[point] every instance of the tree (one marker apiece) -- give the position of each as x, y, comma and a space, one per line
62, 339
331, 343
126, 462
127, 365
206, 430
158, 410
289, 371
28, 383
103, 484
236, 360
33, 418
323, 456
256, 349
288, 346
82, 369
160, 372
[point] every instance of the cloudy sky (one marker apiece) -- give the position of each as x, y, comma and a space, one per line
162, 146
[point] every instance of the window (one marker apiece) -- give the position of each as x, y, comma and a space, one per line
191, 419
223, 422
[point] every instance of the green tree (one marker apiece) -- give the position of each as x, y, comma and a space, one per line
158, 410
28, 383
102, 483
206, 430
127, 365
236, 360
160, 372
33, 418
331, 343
───
• **The problem**: Each record should be given again exactly as it reads.

• **Response area**:
[point] every instance of the tree (one marker apiece) -- give the position of each as x, y, comma and a space, one per line
62, 339
331, 343
126, 462
127, 365
206, 430
158, 410
289, 371
28, 383
103, 484
236, 360
33, 418
323, 456
256, 349
288, 346
82, 369
160, 372
[point] every instance of the cloudy sky (one marker apiece) -- give the position of each as x, y, comma and a space, one per line
162, 146
[point] every instance of the window (one marker apiece) -- give the position of each as x, y, comma and a space, one per line
191, 419
223, 422
[point] every instance of the green tree (one marker apiece) -- give the position of each as x, y, comma and a space, one per line
158, 410
28, 383
102, 483
206, 430
127, 365
236, 360
160, 372
33, 418
331, 343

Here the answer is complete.